## REQUIRED TASK
From the listing below, extract verbatim every line from the one containing "Note: we are tagging the terraced" through the final line of the listing, both included.

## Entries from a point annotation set

************

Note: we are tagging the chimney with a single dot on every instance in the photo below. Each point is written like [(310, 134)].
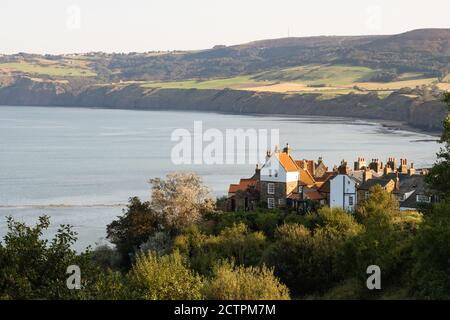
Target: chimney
[(360, 164), (268, 155), (397, 182), (257, 172), (412, 170), (403, 169), (387, 169), (287, 149), (344, 168), (376, 165), (367, 174), (392, 163)]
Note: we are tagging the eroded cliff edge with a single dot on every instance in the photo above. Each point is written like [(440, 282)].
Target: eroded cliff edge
[(395, 107)]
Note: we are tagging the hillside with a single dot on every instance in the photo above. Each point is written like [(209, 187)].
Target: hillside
[(322, 72)]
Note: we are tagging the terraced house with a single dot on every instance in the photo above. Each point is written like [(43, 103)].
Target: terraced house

************

## COMPLETE RESPONSE
Note: we are tagging the terraced house with a single dot on every instance in the photo above. Each point is written like [(43, 103)].
Target: terraced house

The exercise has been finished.